**Exercise:** Take every line from the material that has the word "nose" in it.

**Data for review:**
____
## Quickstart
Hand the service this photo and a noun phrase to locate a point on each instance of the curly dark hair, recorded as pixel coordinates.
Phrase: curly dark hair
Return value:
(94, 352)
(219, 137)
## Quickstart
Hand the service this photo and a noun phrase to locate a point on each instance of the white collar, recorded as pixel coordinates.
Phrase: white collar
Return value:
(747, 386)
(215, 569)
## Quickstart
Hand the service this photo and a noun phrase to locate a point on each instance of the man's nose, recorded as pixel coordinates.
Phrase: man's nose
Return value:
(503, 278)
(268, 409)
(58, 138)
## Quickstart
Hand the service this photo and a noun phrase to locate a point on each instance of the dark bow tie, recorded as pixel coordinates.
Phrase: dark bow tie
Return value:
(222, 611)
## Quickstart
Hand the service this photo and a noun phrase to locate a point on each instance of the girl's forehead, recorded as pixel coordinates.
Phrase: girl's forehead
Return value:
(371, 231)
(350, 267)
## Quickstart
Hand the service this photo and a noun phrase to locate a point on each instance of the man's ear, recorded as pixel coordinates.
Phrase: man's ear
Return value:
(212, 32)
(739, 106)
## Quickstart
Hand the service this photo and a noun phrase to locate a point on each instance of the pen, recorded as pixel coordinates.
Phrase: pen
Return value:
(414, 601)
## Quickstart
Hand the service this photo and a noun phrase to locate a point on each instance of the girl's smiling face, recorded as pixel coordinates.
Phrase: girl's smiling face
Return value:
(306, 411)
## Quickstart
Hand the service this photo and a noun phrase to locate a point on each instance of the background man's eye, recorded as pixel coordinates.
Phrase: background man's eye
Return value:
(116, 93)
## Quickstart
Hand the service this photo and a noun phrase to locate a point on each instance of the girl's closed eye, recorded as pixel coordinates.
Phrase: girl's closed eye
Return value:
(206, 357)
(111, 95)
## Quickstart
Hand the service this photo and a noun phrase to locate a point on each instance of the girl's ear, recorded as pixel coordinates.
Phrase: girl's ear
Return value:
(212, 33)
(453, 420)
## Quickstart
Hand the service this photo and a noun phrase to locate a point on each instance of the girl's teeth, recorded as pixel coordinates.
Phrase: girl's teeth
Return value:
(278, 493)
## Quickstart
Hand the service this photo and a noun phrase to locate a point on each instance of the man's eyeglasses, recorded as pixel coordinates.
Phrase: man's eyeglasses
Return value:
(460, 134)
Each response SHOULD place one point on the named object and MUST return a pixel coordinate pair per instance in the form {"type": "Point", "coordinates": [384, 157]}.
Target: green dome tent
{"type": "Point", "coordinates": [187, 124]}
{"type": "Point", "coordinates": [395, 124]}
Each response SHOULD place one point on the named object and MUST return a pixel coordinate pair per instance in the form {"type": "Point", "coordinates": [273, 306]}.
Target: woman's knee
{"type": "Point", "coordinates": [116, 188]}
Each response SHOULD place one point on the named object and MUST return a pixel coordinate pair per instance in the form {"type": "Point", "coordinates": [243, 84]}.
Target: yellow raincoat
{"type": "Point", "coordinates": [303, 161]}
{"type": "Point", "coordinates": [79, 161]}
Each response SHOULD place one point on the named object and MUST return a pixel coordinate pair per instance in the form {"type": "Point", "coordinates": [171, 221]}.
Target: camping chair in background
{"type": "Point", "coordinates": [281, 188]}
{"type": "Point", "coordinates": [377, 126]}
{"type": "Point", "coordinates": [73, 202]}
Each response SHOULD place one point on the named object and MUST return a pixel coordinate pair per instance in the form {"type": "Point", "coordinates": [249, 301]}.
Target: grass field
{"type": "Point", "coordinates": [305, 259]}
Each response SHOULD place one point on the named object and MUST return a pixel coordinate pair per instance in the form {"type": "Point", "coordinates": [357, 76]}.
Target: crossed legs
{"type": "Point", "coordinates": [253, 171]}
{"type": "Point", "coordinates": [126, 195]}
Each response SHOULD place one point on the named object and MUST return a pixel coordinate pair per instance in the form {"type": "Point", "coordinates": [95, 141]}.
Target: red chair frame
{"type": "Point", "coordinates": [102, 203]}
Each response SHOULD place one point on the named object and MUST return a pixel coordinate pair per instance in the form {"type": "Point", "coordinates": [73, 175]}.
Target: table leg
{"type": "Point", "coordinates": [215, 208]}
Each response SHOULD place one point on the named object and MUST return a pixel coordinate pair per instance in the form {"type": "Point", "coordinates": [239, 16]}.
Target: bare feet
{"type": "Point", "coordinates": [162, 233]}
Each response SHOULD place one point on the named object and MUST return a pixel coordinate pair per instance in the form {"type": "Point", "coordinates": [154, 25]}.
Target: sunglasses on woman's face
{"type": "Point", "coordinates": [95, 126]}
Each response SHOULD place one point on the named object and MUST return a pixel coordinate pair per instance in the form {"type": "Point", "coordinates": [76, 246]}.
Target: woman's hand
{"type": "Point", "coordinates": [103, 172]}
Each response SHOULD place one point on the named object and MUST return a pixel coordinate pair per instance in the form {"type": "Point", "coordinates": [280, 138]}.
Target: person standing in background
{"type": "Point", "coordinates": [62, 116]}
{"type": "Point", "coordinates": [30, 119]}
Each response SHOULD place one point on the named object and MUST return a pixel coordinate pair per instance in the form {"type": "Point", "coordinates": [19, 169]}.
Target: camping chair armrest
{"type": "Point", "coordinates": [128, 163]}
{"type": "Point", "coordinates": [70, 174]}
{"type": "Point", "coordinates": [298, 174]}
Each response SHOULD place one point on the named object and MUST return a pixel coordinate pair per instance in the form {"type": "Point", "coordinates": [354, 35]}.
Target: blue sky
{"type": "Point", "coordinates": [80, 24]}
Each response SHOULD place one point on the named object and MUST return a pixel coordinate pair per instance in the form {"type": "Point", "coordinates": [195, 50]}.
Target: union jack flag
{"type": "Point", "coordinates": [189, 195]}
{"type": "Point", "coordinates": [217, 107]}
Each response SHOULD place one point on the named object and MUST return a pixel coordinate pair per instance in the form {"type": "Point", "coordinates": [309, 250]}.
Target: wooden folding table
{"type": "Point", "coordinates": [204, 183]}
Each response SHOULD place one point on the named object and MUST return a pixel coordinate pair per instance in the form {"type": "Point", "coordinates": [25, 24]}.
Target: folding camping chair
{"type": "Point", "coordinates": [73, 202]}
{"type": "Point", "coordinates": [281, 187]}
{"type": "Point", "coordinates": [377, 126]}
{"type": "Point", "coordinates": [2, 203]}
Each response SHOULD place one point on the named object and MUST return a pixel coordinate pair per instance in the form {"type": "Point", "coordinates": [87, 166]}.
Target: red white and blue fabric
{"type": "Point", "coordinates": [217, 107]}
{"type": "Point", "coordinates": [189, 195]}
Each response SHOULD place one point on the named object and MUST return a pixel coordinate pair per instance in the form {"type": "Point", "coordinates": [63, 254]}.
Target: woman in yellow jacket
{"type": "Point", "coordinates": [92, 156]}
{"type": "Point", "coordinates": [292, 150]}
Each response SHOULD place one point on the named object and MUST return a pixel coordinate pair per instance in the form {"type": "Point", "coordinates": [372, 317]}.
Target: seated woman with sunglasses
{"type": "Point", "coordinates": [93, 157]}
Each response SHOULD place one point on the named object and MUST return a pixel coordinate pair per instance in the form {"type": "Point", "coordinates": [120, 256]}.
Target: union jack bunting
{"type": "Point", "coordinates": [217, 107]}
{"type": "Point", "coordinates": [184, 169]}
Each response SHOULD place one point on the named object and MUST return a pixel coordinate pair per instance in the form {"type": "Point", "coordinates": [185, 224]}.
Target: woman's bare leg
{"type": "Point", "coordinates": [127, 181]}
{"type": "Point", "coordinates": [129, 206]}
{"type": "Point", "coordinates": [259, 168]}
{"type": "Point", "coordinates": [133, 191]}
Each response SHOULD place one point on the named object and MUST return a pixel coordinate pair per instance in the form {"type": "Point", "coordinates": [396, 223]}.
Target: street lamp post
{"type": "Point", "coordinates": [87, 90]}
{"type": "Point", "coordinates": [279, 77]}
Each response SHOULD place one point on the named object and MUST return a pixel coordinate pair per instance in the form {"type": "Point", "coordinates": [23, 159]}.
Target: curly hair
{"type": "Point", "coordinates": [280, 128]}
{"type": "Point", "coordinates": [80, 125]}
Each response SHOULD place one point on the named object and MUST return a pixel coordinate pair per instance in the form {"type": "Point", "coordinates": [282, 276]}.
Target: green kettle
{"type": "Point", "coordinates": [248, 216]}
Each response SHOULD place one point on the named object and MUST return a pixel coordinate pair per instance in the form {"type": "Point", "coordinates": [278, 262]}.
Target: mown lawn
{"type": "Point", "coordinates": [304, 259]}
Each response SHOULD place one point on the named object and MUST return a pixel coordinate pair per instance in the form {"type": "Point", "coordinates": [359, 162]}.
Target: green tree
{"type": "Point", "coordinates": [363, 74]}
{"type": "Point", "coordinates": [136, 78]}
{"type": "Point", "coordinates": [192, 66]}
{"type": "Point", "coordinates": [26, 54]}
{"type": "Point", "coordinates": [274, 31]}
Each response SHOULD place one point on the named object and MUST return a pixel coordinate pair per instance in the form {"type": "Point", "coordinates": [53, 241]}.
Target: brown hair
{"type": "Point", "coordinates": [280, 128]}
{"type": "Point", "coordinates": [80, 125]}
____
**Finished task:**
Hand the service this photo and a noun phrase to locate a point on each instance of the man's nose, recorded as pixel coordinates.
Phrase: man's nose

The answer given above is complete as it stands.